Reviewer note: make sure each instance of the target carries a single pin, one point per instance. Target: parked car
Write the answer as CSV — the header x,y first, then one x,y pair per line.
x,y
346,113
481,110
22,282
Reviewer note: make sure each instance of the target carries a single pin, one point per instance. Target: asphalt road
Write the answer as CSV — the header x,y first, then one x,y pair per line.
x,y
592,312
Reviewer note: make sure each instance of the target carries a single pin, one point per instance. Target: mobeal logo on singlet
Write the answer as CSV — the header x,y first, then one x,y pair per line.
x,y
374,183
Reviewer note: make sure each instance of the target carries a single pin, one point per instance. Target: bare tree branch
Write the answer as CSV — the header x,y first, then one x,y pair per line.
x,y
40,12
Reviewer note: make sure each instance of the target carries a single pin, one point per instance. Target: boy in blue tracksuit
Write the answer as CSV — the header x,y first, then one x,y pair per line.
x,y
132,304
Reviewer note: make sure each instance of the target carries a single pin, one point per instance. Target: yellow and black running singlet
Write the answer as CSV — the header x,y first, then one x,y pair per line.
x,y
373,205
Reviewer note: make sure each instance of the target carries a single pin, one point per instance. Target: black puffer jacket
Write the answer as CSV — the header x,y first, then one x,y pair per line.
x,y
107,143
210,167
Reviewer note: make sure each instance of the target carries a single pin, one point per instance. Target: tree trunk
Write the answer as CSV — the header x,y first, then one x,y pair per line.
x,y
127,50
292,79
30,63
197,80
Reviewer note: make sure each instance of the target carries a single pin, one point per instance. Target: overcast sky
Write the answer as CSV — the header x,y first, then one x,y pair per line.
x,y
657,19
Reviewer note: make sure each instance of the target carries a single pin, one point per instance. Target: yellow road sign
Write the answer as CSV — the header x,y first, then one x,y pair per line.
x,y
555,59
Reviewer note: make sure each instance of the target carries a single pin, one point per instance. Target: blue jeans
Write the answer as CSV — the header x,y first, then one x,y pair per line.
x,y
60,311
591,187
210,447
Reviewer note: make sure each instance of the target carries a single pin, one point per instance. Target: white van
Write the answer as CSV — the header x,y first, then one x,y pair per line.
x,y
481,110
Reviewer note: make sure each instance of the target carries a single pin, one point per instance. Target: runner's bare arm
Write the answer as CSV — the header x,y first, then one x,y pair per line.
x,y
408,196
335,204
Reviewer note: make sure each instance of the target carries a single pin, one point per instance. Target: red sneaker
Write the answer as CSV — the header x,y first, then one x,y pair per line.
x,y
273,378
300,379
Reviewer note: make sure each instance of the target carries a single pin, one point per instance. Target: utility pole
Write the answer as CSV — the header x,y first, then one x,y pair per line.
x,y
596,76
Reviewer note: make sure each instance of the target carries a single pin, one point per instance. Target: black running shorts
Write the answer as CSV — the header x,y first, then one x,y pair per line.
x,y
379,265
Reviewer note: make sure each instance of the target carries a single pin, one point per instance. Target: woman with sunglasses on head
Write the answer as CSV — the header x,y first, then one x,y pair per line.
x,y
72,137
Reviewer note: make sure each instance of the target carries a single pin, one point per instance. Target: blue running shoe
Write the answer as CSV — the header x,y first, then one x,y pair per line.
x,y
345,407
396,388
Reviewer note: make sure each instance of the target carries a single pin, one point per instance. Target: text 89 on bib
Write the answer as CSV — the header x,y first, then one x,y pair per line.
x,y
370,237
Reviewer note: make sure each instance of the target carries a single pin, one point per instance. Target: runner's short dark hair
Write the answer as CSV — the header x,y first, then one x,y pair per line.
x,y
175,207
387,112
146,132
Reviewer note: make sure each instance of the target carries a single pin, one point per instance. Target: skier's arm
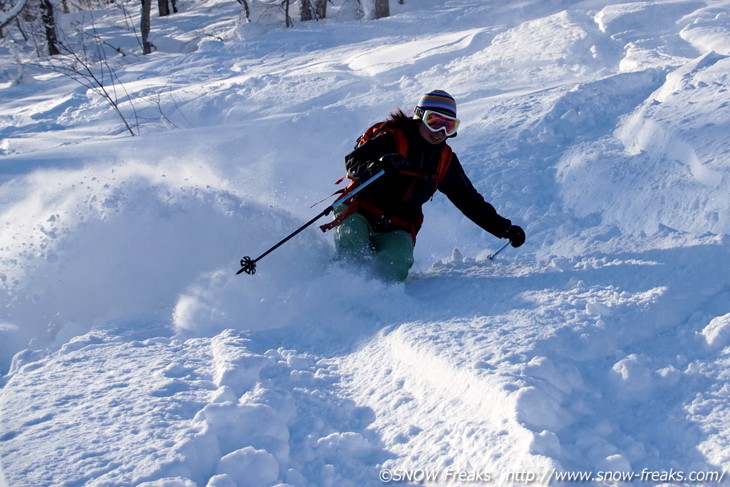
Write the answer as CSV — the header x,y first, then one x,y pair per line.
x,y
361,162
460,191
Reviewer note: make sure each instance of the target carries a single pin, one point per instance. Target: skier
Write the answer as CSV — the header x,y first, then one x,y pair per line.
x,y
381,222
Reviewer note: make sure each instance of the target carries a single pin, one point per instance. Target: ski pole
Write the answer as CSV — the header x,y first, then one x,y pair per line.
x,y
492,256
248,265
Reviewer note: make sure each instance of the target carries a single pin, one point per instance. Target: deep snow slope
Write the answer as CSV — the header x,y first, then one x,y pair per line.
x,y
131,355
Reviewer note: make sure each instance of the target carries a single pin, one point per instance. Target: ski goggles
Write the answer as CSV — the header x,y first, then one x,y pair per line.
x,y
436,121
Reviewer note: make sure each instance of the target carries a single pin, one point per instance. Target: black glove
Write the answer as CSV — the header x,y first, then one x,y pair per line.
x,y
516,235
392,163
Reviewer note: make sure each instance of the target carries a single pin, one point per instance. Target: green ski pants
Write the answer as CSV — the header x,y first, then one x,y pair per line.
x,y
391,253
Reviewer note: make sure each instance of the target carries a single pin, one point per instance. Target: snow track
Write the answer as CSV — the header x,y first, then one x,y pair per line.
x,y
133,356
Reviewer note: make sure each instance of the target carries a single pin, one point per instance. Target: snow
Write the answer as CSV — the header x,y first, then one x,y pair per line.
x,y
131,355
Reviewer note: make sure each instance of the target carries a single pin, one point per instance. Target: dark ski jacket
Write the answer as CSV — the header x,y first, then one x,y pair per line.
x,y
387,193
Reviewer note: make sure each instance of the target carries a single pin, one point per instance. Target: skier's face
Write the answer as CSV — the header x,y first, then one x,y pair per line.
x,y
431,137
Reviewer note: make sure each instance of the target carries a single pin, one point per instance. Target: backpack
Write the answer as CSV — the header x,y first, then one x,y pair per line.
x,y
401,148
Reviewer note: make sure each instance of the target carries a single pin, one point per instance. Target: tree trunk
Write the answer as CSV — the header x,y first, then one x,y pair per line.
x,y
321,9
49,25
145,26
305,10
7,17
163,6
246,10
382,9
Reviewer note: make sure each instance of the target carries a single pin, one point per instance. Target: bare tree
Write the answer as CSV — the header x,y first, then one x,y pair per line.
x,y
7,17
49,27
285,7
321,9
306,12
89,66
145,26
382,9
246,9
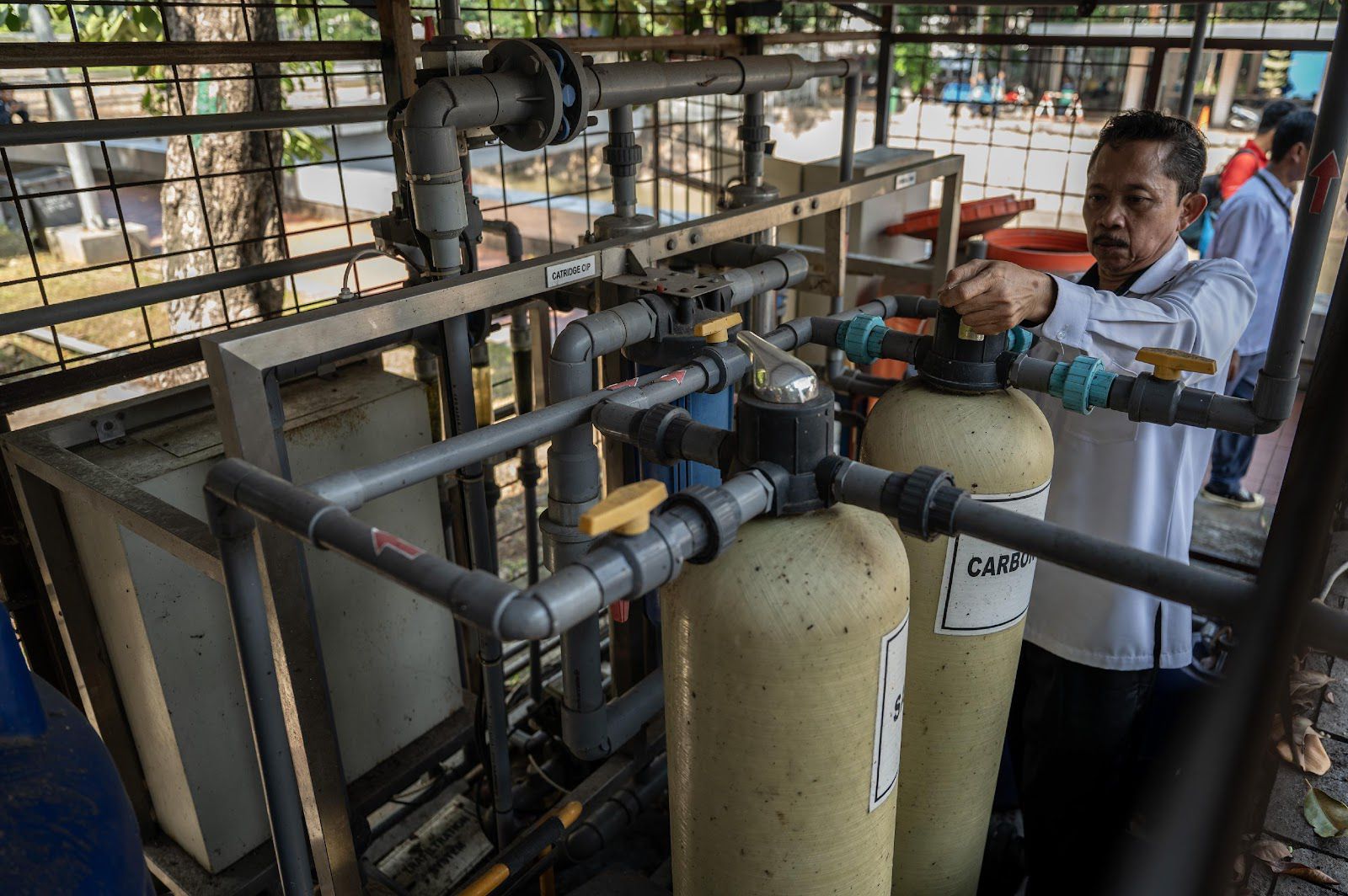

▶ Your goal:
Pull out each line of the records that has the word "runner" in it, and copy those lines.

▶ Expected answer:
Reviewer note: make sure each instance of the target carries a single pin, one point per instance. Target: runner's bare arm
Reviewer note: make sure each instance of the target carries a single pin, one point per instance. Target: runner's short dark hair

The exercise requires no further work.